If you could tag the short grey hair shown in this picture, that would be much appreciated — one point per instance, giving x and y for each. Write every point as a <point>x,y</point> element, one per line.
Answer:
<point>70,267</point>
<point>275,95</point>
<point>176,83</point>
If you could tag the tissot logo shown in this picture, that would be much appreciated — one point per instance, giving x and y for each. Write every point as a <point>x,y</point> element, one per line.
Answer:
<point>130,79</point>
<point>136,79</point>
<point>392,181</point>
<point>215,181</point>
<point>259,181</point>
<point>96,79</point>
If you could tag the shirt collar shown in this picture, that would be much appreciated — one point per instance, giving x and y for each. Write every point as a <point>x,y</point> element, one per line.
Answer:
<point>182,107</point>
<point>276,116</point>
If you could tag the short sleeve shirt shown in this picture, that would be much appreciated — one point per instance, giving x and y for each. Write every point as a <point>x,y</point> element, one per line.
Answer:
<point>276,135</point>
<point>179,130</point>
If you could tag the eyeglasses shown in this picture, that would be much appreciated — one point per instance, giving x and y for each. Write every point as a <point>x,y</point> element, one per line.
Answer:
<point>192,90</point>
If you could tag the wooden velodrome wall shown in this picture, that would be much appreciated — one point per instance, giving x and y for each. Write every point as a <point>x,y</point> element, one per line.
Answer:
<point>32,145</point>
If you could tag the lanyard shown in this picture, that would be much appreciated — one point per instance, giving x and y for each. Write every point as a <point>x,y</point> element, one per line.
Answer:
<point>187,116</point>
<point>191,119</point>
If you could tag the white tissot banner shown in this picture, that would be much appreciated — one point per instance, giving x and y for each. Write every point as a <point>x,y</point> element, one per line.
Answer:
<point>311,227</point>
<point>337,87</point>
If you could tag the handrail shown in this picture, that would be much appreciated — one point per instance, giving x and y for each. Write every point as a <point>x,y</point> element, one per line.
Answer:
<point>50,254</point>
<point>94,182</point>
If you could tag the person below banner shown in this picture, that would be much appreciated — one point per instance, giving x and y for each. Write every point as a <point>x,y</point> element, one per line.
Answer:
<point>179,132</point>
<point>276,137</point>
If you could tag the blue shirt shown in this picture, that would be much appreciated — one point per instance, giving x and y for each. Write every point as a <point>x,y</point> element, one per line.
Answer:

▶ [Task description]:
Copy out every line of the records that the string "banner" appears in.

▶ [Response to the exercise]:
If you could tag the white tissot banner shown in this picture, that would be much appreciated — one point per instance, giving x and y for each. Write every point as a <point>x,y</point> element, one per line.
If you could tag the person below banner shown in this picture, that would be much appreciated — one point per instance, giving x and y for each. Write every point as a <point>x,y</point> element, one per line.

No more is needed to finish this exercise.